(Beginning of EXERCISE DATA)

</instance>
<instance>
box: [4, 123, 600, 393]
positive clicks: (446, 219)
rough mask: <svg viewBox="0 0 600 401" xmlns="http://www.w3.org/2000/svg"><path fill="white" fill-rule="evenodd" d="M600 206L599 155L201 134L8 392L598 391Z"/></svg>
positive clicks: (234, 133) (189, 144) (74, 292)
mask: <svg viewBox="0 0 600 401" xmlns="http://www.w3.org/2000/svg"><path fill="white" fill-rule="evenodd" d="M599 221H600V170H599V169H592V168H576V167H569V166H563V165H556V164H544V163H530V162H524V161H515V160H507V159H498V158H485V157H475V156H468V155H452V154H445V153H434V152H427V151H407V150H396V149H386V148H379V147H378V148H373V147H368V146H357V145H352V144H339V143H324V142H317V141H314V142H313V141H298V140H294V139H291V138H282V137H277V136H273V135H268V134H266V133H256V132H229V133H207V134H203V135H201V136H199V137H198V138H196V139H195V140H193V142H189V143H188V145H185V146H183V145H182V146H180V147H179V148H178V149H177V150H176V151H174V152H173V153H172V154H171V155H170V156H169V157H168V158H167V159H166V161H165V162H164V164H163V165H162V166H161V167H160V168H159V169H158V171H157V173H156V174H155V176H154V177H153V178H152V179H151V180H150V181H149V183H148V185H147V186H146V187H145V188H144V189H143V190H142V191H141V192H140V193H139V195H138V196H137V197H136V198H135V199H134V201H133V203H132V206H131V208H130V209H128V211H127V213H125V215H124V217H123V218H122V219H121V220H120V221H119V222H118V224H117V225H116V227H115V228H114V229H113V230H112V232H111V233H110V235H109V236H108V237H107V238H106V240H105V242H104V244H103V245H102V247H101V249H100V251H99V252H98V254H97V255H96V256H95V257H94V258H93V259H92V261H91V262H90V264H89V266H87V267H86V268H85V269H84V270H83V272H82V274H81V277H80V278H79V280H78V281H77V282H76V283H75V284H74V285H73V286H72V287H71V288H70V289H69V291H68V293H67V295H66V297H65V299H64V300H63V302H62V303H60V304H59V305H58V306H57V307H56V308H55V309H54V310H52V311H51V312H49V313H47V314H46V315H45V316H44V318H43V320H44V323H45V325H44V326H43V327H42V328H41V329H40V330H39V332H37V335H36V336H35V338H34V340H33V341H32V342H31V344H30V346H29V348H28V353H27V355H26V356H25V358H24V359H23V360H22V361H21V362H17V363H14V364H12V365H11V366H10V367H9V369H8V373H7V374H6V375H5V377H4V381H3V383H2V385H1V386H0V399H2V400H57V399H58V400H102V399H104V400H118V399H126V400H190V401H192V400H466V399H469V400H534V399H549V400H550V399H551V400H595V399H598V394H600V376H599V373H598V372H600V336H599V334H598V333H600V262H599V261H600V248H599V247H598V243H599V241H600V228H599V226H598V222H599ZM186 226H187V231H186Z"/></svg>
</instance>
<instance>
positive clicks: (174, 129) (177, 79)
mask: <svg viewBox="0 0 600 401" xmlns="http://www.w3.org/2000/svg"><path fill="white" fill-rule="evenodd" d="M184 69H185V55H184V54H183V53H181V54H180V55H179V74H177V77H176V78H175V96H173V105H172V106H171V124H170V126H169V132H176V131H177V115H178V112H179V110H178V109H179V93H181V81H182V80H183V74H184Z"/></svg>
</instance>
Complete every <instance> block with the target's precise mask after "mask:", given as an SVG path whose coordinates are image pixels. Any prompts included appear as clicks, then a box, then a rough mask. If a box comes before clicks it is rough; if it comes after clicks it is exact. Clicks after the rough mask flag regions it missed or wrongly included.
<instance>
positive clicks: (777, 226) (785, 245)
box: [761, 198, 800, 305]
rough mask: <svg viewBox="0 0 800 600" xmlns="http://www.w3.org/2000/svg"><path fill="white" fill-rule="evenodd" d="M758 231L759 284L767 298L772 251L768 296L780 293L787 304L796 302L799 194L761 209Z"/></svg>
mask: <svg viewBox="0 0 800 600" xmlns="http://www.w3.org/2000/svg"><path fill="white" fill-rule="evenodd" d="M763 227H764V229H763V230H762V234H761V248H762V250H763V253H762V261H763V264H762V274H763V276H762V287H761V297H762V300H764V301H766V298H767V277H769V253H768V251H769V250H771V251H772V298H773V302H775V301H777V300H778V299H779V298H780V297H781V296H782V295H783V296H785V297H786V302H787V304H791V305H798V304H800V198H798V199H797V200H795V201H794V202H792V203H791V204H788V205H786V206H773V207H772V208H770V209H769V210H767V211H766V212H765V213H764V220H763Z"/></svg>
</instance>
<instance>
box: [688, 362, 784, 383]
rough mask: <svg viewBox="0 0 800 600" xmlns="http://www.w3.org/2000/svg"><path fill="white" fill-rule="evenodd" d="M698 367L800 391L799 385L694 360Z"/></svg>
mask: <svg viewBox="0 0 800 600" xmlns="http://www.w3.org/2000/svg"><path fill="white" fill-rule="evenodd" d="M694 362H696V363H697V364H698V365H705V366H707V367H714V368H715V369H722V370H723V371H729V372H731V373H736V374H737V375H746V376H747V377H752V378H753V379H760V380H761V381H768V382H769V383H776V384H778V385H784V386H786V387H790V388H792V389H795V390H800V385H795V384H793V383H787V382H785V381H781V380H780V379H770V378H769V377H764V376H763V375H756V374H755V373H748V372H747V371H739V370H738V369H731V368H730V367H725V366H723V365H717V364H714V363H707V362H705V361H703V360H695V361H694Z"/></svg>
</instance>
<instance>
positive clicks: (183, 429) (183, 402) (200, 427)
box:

(End of EXERCISE DATA)

=== WORK INSTRUCTIONS ===
Please reproduce the records exactly, without leaving any out.

=== ANSWER ===
</instance>
<instance>
box: [4, 123, 600, 393]
positive clicks: (446, 219)
rough mask: <svg viewBox="0 0 600 401" xmlns="http://www.w3.org/2000/svg"><path fill="white" fill-rule="evenodd" d="M600 206L599 155L201 134L8 392L598 391Z"/></svg>
positive clicks: (234, 133) (189, 144) (74, 292)
mask: <svg viewBox="0 0 600 401" xmlns="http://www.w3.org/2000/svg"><path fill="white" fill-rule="evenodd" d="M599 221H600V170H599V169H592V168H576V167H569V166H563V165H556V164H544V163H530V162H524V161H515V160H507V159H498V158H485V157H475V156H468V155H452V154H445V153H434V152H427V151H407V150H396V149H386V148H379V147H378V148H373V147H368V146H357V145H352V144H339V143H324V142H317V141H314V142H313V141H298V140H294V139H291V138H282V137H277V136H273V135H268V134H266V133H256V132H229V133H207V134H203V135H201V136H199V137H198V138H196V139H195V140H193V142H189V143H188V145H185V146H183V145H182V146H180V147H179V148H178V149H177V150H176V151H174V152H173V153H172V154H171V155H170V156H169V157H168V158H167V159H166V161H165V162H164V164H163V165H162V166H161V167H160V168H159V169H158V171H157V173H156V174H155V176H154V177H153V178H152V179H151V180H150V181H149V183H148V185H147V186H146V187H145V188H144V189H143V190H142V191H141V192H140V193H139V195H138V196H137V197H136V198H135V199H134V201H133V203H132V206H131V208H130V209H128V211H127V213H125V215H124V217H123V218H122V219H121V220H120V221H119V222H118V224H117V225H116V227H115V228H114V229H113V230H112V232H111V233H110V235H109V236H108V237H107V238H106V240H105V242H104V244H103V245H102V247H101V249H100V251H99V252H98V254H97V255H96V256H95V257H94V258H93V259H92V261H91V262H90V264H89V266H87V267H86V268H85V269H84V270H83V272H82V274H81V277H80V278H79V280H78V281H77V282H76V283H75V284H74V285H73V286H72V287H71V288H70V289H69V291H68V293H67V295H66V297H65V299H64V300H63V302H62V303H60V304H59V305H58V306H57V307H56V308H55V309H54V310H52V311H51V312H49V313H47V314H46V315H45V316H44V318H43V320H44V323H45V325H44V326H43V327H42V328H41V329H40V330H39V332H37V335H36V336H35V338H34V340H33V341H32V342H31V344H30V346H29V348H28V353H27V355H26V356H25V358H24V359H23V360H22V361H21V362H17V363H14V364H12V365H11V366H10V367H9V369H8V373H7V374H6V375H5V377H4V381H3V383H2V385H1V386H0V399H2V400H57V399H58V400H102V399H104V400H118V399H126V400H190V401H192V400H466V399H469V400H534V399H549V400H550V399H551V400H595V399H598V394H600V376H599V373H598V372H600V336H599V334H598V333H600V262H599V261H600V248H599V247H598V243H599V241H600V228H599V226H598V222H599ZM186 226H187V231H186Z"/></svg>
</instance>
<instance>
positive clicks: (174, 129) (177, 79)
mask: <svg viewBox="0 0 600 401" xmlns="http://www.w3.org/2000/svg"><path fill="white" fill-rule="evenodd" d="M184 69H185V55H184V54H183V53H181V54H180V55H179V74H177V77H176V78H175V96H173V105H172V106H171V124H170V126H169V132H176V131H177V115H178V112H179V110H178V109H179V93H181V81H182V80H183V74H184Z"/></svg>
</instance>
Complete every <instance> block with the target's precise mask after "mask:", given as an SVG path whose coordinates are image pixels. Any prompts included appear as clicks, then a box, then a rough mask. If a box comes before clicks it is rough; if it comes after clicks it is exact. Clicks after the rough mask flag regions it missed or wrongly included.
<instance>
positive clicks: (777, 226) (785, 245)
box: [761, 198, 800, 305]
rough mask: <svg viewBox="0 0 800 600" xmlns="http://www.w3.org/2000/svg"><path fill="white" fill-rule="evenodd" d="M758 231L759 284L767 298L772 251L768 296L780 293L787 304L796 302L799 194L761 209Z"/></svg>
mask: <svg viewBox="0 0 800 600" xmlns="http://www.w3.org/2000/svg"><path fill="white" fill-rule="evenodd" d="M763 227H764V229H763V230H762V234H761V248H762V250H763V253H762V261H763V264H762V274H763V276H762V287H761V297H762V300H764V301H766V298H767V277H769V253H768V251H769V250H771V251H772V298H773V302H775V301H777V300H778V299H779V298H780V297H781V296H782V295H783V296H785V297H786V302H787V304H791V305H798V304H800V198H798V199H797V200H795V201H794V202H792V203H791V204H788V205H786V206H773V207H772V208H770V209H769V210H767V211H766V212H765V213H764V220H763Z"/></svg>
</instance>
<instance>
box: [688, 362, 784, 383]
rough mask: <svg viewBox="0 0 800 600" xmlns="http://www.w3.org/2000/svg"><path fill="white" fill-rule="evenodd" d="M698 367L800 391L799 385L694 360Z"/></svg>
mask: <svg viewBox="0 0 800 600" xmlns="http://www.w3.org/2000/svg"><path fill="white" fill-rule="evenodd" d="M694 362H696V363H697V364H698V365H705V366H707V367H714V368H715V369H722V370H723V371H729V372H731V373H736V374H737V375H746V376H747V377H752V378H753V379H760V380H761V381H768V382H769V383H776V384H778V385H784V386H786V387H790V388H792V389H795V390H800V385H795V384H793V383H787V382H785V381H781V380H780V379H770V378H769V377H764V376H763V375H756V374H755V373H748V372H747V371H739V370H738V369H731V368H730V367H725V366H723V365H717V364H714V363H707V362H705V361H703V360H695V361H694Z"/></svg>
</instance>
<instance>
positive clicks: (183, 429) (183, 402) (200, 427)
box:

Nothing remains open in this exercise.